EXERCISE OBJECTIVE>
Output the data below verbatim, from its first line through the line containing "[402,498,477,551]", with both ends included. Omit the pictures from the output.
— BEGIN PROVIDED ENTRIES —
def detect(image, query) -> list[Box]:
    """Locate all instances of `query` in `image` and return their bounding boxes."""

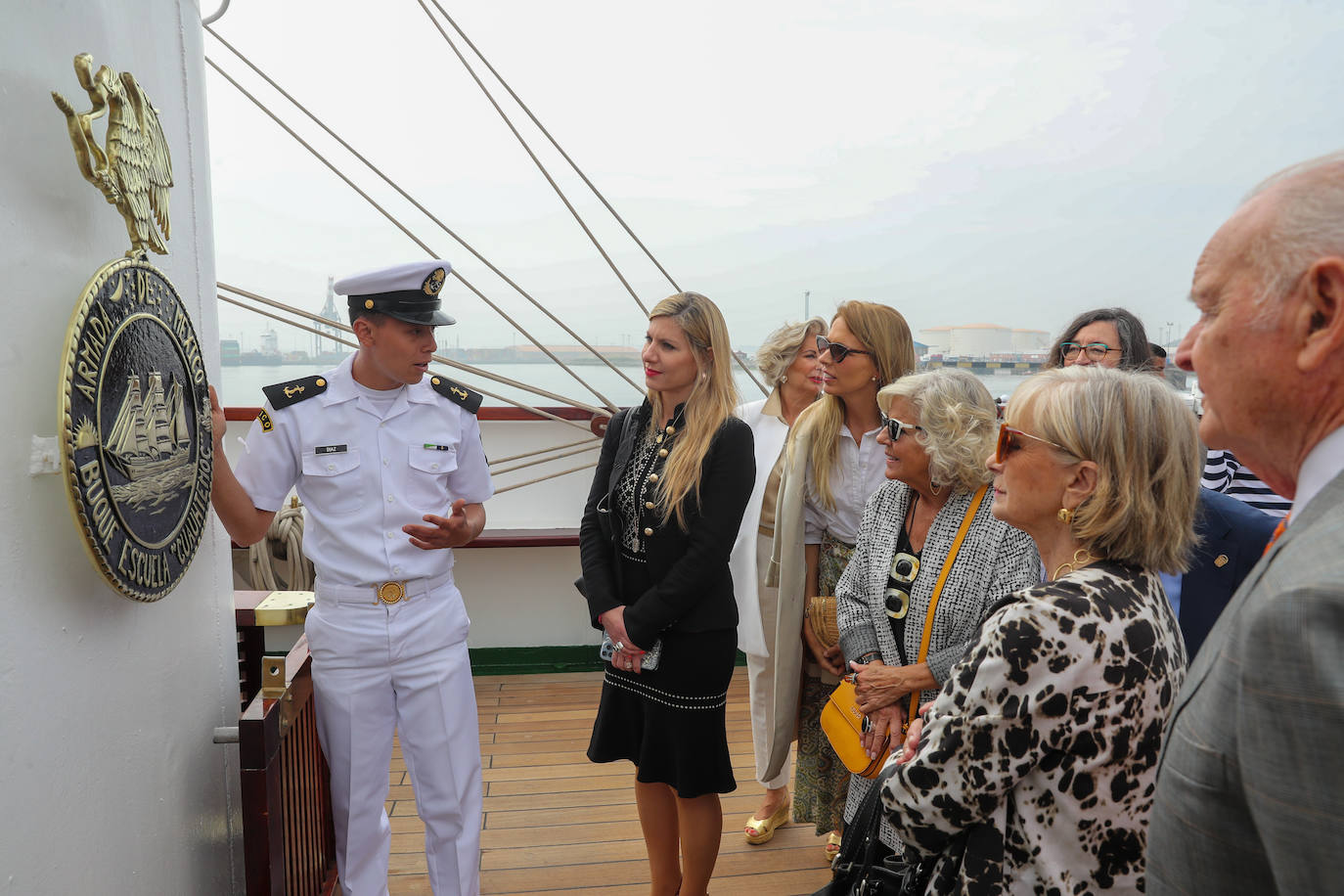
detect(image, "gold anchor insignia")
[421,267,446,295]
[51,53,172,256]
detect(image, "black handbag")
[812,763,934,896]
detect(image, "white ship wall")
[0,0,242,896]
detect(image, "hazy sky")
[205,0,1344,357]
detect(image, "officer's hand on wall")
[402,498,477,551]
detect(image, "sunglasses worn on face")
[1059,342,1120,361]
[877,411,923,442]
[817,336,873,364]
[885,552,919,619]
[995,424,1070,464]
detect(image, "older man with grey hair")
[1147,154,1344,896]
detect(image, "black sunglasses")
[877,411,923,442]
[885,552,919,619]
[817,336,873,364]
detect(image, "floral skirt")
[793,533,853,834]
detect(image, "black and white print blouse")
[881,561,1186,896]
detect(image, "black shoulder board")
[261,377,327,411]
[428,374,485,414]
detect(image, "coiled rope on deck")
[247,498,313,591]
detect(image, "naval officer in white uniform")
[211,260,493,896]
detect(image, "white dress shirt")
[802,424,887,544]
[235,356,495,586]
[1287,426,1344,525]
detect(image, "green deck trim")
[467,644,747,676]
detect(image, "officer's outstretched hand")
[402,498,475,551]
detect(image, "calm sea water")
[215,364,1025,407]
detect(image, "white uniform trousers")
[305,572,481,896]
[747,533,789,790]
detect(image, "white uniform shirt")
[235,356,495,586]
[802,424,887,544]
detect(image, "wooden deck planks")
[387,668,829,896]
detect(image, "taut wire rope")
[495,461,597,494]
[216,284,606,417]
[430,0,682,292]
[205,26,640,410]
[416,0,770,395]
[416,0,650,317]
[218,289,605,431]
[205,50,623,413]
[491,439,593,464]
[491,442,603,475]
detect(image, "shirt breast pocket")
[406,446,457,515]
[304,449,364,515]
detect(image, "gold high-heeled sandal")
[743,799,793,846]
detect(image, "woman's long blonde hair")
[789,302,916,509]
[648,292,738,530]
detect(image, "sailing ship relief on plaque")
[53,54,213,602]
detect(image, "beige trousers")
[747,535,790,790]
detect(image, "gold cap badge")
[421,267,448,295]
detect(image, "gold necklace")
[1050,548,1097,582]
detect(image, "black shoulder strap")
[261,377,327,411]
[428,374,485,414]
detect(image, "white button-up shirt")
[235,357,495,586]
[802,424,887,544]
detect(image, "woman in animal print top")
[883,368,1199,896]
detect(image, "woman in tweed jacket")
[836,368,1040,849]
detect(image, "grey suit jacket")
[1147,474,1344,896]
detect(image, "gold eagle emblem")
[421,267,448,295]
[51,53,172,255]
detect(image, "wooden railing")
[237,591,336,896]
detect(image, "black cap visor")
[348,289,457,327]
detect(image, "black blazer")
[579,400,755,649]
[1179,488,1278,659]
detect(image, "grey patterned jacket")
[836,481,1040,849]
[836,481,1040,702]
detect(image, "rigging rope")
[205,26,640,410]
[416,0,650,317]
[416,0,770,395]
[247,498,313,591]
[218,284,606,432]
[430,0,682,292]
[205,57,626,411]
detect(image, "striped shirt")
[1203,450,1293,515]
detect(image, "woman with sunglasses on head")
[729,317,827,846]
[765,302,916,860]
[1051,307,1275,657]
[883,367,1199,893]
[579,292,755,896]
[1046,307,1153,371]
[836,368,1040,850]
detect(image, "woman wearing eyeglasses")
[1046,307,1153,371]
[729,317,827,846]
[836,368,1040,850]
[765,302,916,860]
[883,368,1199,893]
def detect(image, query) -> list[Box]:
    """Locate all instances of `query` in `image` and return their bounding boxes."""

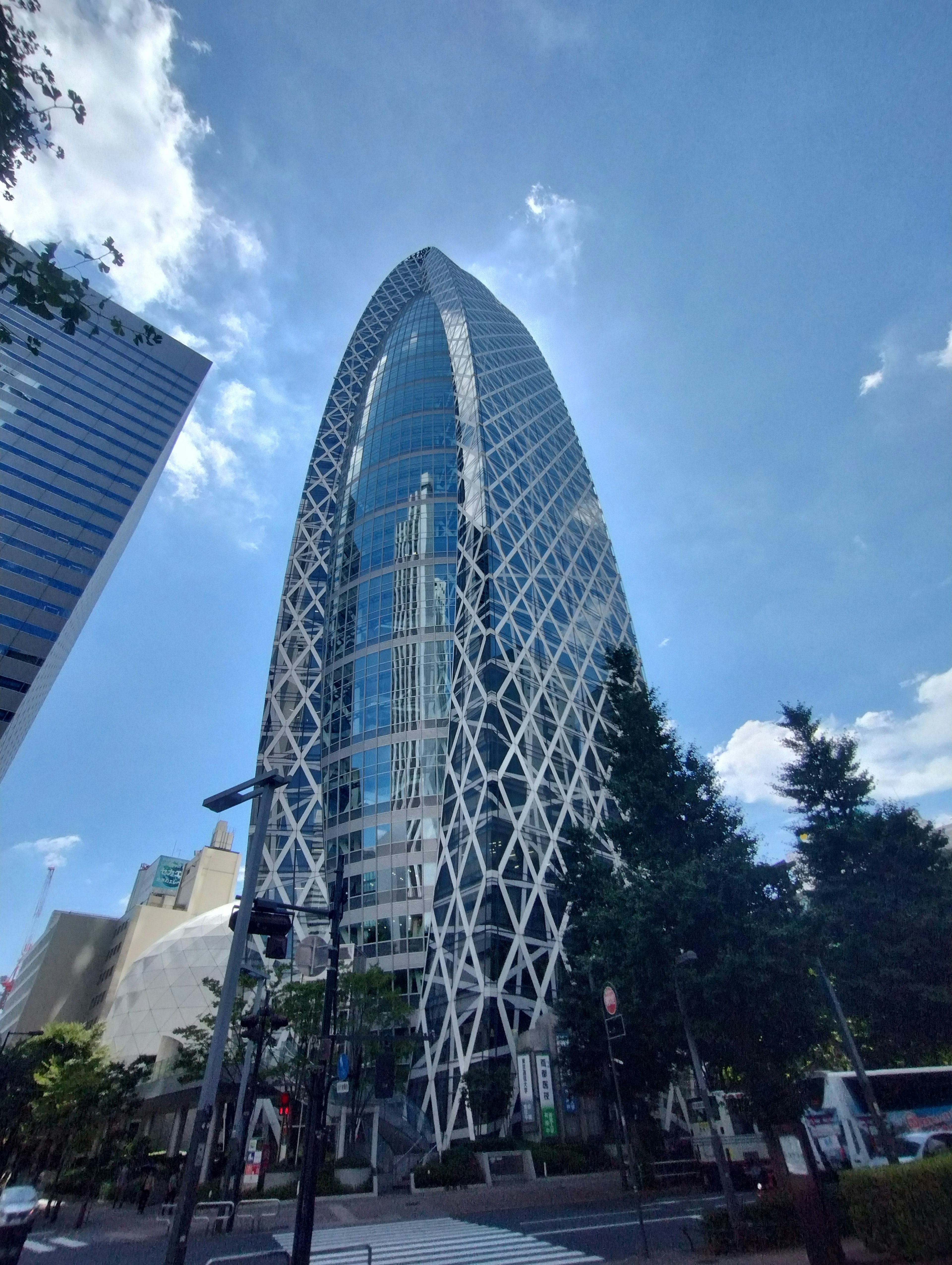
— END PROVIDED ENTRIES —
EXPECTED ANSWER>
def detect(image, query) -> list[Box]:
    """Locate all instances of `query` in `image` and return their bounding boxes."""

detect(image, "gold anchor insignia")
[421,267,446,295]
[51,53,172,256]
detect(image, "black handbag")
[812,763,934,896]
detect(image, "white ship wall")
[0,0,242,896]
detect(image, "hazy sky")
[205,0,1344,357]
detect(image, "officer's hand on wall")
[402,498,477,551]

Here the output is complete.